Exercise objective: Give every line of the data below as a numbered list, leaving out any blank lines.

•••

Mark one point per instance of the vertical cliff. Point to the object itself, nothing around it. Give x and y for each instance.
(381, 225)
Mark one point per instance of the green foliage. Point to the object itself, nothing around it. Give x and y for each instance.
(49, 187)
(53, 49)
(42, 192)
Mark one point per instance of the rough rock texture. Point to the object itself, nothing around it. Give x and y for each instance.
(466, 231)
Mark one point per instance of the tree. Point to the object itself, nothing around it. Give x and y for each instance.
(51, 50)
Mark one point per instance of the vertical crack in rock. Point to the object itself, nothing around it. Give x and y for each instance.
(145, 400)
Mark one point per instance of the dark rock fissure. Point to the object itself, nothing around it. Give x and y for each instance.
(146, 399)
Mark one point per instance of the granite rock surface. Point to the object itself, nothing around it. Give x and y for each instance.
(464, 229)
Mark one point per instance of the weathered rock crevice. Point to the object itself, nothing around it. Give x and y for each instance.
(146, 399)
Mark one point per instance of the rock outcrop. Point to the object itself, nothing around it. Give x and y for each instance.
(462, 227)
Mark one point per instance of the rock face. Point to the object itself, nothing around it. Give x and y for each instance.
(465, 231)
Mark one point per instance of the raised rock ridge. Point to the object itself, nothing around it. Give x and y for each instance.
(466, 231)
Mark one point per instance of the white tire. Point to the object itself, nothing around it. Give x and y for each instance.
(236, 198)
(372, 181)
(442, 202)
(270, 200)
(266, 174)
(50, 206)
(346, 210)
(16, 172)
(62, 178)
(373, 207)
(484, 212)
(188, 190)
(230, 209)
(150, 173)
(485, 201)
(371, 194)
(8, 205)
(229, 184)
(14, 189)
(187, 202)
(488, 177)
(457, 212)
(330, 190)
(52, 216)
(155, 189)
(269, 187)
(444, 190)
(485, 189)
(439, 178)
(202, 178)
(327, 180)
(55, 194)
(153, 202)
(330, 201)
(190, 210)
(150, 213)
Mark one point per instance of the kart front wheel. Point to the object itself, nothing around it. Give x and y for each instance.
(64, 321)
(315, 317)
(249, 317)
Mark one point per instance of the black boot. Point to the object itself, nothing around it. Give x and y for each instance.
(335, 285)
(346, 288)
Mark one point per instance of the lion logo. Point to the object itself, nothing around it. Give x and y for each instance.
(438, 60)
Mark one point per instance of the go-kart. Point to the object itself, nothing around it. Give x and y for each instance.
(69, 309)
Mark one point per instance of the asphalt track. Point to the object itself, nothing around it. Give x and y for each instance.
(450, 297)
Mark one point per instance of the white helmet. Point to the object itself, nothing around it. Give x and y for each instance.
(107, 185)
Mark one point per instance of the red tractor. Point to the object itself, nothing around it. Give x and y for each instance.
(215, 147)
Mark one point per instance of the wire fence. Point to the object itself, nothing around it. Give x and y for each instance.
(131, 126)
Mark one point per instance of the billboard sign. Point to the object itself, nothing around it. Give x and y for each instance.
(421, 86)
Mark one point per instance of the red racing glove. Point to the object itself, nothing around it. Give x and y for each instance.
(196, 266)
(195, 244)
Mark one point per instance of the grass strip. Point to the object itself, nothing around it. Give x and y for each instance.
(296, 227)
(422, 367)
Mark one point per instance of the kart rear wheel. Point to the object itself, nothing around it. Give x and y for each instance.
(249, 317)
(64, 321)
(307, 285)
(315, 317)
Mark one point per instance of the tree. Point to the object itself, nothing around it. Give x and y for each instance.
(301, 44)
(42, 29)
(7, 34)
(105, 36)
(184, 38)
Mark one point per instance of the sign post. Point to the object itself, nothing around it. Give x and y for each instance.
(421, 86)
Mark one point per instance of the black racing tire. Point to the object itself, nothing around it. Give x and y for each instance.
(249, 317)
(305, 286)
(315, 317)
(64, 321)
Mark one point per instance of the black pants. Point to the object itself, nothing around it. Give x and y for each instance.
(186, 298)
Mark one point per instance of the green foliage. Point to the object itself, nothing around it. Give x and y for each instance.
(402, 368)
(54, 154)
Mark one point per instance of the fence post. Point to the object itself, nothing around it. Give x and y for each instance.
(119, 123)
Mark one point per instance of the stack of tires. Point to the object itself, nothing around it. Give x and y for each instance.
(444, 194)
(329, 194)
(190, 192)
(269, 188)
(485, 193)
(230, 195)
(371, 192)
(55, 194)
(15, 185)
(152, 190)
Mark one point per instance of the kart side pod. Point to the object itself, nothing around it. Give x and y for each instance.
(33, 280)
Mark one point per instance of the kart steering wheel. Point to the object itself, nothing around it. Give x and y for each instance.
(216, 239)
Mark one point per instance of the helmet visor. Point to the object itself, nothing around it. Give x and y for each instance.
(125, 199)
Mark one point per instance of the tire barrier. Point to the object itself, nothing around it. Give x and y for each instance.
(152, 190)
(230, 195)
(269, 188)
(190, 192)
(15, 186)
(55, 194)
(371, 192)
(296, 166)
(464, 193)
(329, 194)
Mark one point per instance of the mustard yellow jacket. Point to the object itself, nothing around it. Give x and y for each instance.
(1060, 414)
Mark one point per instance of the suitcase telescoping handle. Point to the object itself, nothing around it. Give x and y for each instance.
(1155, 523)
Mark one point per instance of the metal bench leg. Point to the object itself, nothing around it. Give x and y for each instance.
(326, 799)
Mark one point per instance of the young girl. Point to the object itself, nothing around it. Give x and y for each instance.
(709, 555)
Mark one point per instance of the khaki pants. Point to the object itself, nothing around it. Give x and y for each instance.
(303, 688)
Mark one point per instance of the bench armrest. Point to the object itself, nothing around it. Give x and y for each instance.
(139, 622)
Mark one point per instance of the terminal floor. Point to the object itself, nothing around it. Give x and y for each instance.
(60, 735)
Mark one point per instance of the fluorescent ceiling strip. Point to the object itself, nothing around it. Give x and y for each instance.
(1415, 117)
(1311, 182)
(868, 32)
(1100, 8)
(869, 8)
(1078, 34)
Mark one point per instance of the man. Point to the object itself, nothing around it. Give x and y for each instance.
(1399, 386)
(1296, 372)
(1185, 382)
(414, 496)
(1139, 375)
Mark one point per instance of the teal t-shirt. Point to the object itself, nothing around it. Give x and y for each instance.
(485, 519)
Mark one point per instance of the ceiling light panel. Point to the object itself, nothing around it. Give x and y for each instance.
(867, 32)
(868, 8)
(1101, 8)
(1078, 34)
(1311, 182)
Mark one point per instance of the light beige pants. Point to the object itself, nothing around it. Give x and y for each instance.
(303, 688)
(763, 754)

•••

Solution to this problem:
1. Mark one point per instance of the vertical cliff. Point to the object itself, nothing around it. Give x and y for each instance.
2. (381, 225)
3. Mark one point per instance of the green foliage. Point to the object itself, nothing around it. Give x and y for each instance.
4. (49, 187)
5. (53, 49)
6. (42, 192)
7. Mark one point per instance of the rough rock texture. Point to the object itself, nothing around it. Give x and y for each instance.
8. (466, 231)
9. Mark one point per instance of the tree. Point to the object itself, nothing around it. Give x and y for each instance.
10. (51, 50)
11. Mark one point per instance of the vertical crack in rock. Point to the object itself, nothing around it. Give x and y for each instance.
12. (145, 400)
13. Mark one point per instance of the dark rock fissure. Point to the object itself, nothing around it. Give x and y for each instance.
14. (146, 399)
15. Mark one point per instance of the granite rock surface. Point to the object itself, nothing around it. Give x and y for each instance.
16. (464, 229)
17. Mark one point per instance of the weathered rock crevice. Point to the object itself, nothing around it. Give x and y for each instance.
18. (146, 399)
19. Mark one point per instance of the rock outcrop. Point to the object itself, nothing around it. Give x and y for each instance.
20. (462, 227)
21. Mark one point per instance of the rock face. Point to the object itself, nothing around it. Give x and y for each instance.
22. (465, 231)
23. Mark one point per instance of the raised rock ridge. Point to the object itself, nothing around it. Give x and y for each instance.
24. (466, 231)
25. Mark one point per instance of the white tire. Point to the object itself, nothing around it. Give x and y for each instance.
26. (236, 198)
27. (372, 181)
28. (442, 202)
29. (270, 200)
30. (266, 174)
31. (50, 206)
32. (346, 210)
33. (16, 172)
34. (62, 178)
35. (373, 207)
36. (484, 212)
37. (188, 190)
38. (230, 209)
39. (150, 173)
40. (485, 201)
41. (371, 194)
42. (8, 205)
43. (229, 184)
44. (14, 189)
45. (187, 202)
46. (488, 177)
47. (457, 212)
48. (330, 190)
49. (52, 216)
50. (155, 189)
51. (269, 187)
52. (444, 190)
53. (485, 189)
54. (439, 178)
55. (202, 178)
56. (327, 180)
57. (55, 194)
58. (153, 202)
59. (330, 201)
60. (190, 210)
61. (150, 213)
62. Mark one point per instance of the kart front wheel. Point to the object itself, nothing around it. Give x and y for each instance.
63. (64, 321)
64. (315, 317)
65. (249, 317)
66. Mark one point per instance of the black boot. Point to the object itself, nothing around it. Give x and y for each instance.
67. (335, 285)
68. (346, 288)
69. Mark one point per instance of the lion logo. Point to the object itself, nothing around it. Give x and y for each instance.
70. (438, 60)
71. Mark one point per instance of the go-kart. Point to the object itself, nothing around it. Give x and y for each instance.
72. (69, 309)
73. Mark one point per instance of the asphalt track. Point to the object itself, nothing around it. Give x and y for each instance.
74. (450, 297)
75. Mark one point per instance of the white helmet. Point to the object itself, nothing around it. Give x and y for each instance.
76. (107, 185)
77. Mark one point per instance of the red tractor. Point to the object itself, nothing around it. Give x and y for each instance.
78. (215, 147)
79. Mark one point per instance of the wire fence. Point to the object itself, nothing around it. Give x and y for each instance.
80. (131, 126)
81. Mark one point per instance of the billboard sign. Point to the object itself, nothing around it. Give x and y for each instance.
82. (421, 86)
83. Mark one point per instance of the red racing glove. Point to the object itself, nothing around it. Give x and y for each instance.
84. (196, 266)
85. (195, 244)
86. Mark one point per instance of the grass strip. Point to the object itself, nothing around it. Give x and y for each instance.
87. (296, 227)
88. (422, 367)
89. Mark one point per instance of the kart rear wheel. Point to the object itself, nothing around it. Give x and y for each instance.
90. (249, 317)
91. (64, 321)
92. (307, 285)
93. (315, 317)
94. Mark one point per instance of the tree. Point to the object itself, nothing around it. Give x and y for each instance.
95. (301, 44)
96. (42, 29)
97. (7, 34)
98. (105, 36)
99. (184, 38)
100. Mark one point per instance of the sign post. Point to the object itself, nothing around it. Give x and y for each instance.
101. (421, 86)
102. Mark one point per instance of the black racing tire. Point to the object itself, nothing around it. Give x and y for each instance.
103. (249, 317)
104. (305, 286)
105. (315, 317)
106. (64, 321)
107. Mark one point per instance of the black pants. Point to the object itself, nothing around it. Give x and y for each instance.
108. (186, 298)
109. Mark one point per instance of the green foliage. Point to the object itself, nothing around it. Give x and y for each instance.
110. (402, 368)
111. (54, 154)
112. Mark one point per instance of the fence post. Point to the object itself, nothing around it. Give x and y for each instance.
113. (119, 123)
114. Mark one point per instance of the stack of tires. Point to the object itself, nothing around it. Give x and y for each instance.
115. (444, 194)
116. (329, 194)
117. (190, 192)
118. (269, 188)
119. (485, 193)
120. (230, 195)
121. (371, 192)
122. (55, 194)
123. (15, 185)
124. (152, 190)
125. Mark one point per instance of the kart side pod. Point to the object itself, nothing around it. Give x and y for each instance.
126. (33, 280)
127. Mark one point per instance of the kart steering wheel. Point to the object itself, nothing around it. Give x and y for each instance.
128. (216, 239)
129. Mark one point per instance of the helmet visor. Point to the object itself, nothing around it. Give x and y for each instance.
130. (125, 199)
131. Mark one point per instance of the tire barrier. Point to the object itself, nothing around it. Give x and y for each instance.
132. (152, 190)
133. (230, 195)
134. (269, 188)
135. (190, 192)
136. (15, 186)
137. (55, 194)
138. (371, 192)
139. (296, 166)
140. (464, 193)
141. (329, 194)
142. Mark one point per instance of the mustard yellow jacket. Point to the object itself, nothing around it. Give x and y for each instance.
143. (1060, 414)
144. Mark one point per instance of the suitcase telescoping handle. Point to the object itself, nothing around it. Give x and y for each instance.
145. (1155, 523)
146. Mark one point per instance of the metal bench leg. Point to the object itself, nothing around it. Give x and y for each instance.
147. (326, 799)
148. Mark one point per instance of the young girl. Point to the object itself, nothing around it. Give x and y for each instance.
149. (709, 555)
150. Mark one point per instance of the khaki pants. Point to the object itself, nothing around it. Give x and y for each instance.
151. (303, 688)
152. Mark one point per instance of the bench armrest. Point to the object itself, nothing around it. Give x and y for each instance.
153. (139, 622)
154. Mark one point per instance of the terminal floor. Point to the object itself, nothing around it. Give x and y for each instance.
155. (60, 735)
156. Mark one point per instance of the fluorescent ceiling strip. Point to the object itself, nothing around it. Give x and y for each instance.
157. (1415, 117)
158. (1311, 182)
159. (868, 32)
160. (1100, 8)
161. (869, 8)
162. (1078, 34)
163. Mark one point per instance of the man. Point to the object itself, nothing around it. Give x and y for each instance.
164. (1399, 386)
165. (1296, 372)
166. (1185, 382)
167. (414, 496)
168. (1139, 375)
169. Mark one point per instance of the teal t-shirt. Point to the object itself, nothing around it. Give x and y for each instance.
170. (485, 519)
171. Mark one point per instance of the ceiling light panel. Point to the object itself, nothing around it. Give x and y for each instance.
172. (867, 32)
173. (868, 8)
174. (1101, 8)
175. (1078, 34)
176. (1311, 182)
177. Mark one point per instance of the light beige pants. Point to the object itself, nothing around it. Give x and y for each instance.
178. (303, 688)
179. (763, 754)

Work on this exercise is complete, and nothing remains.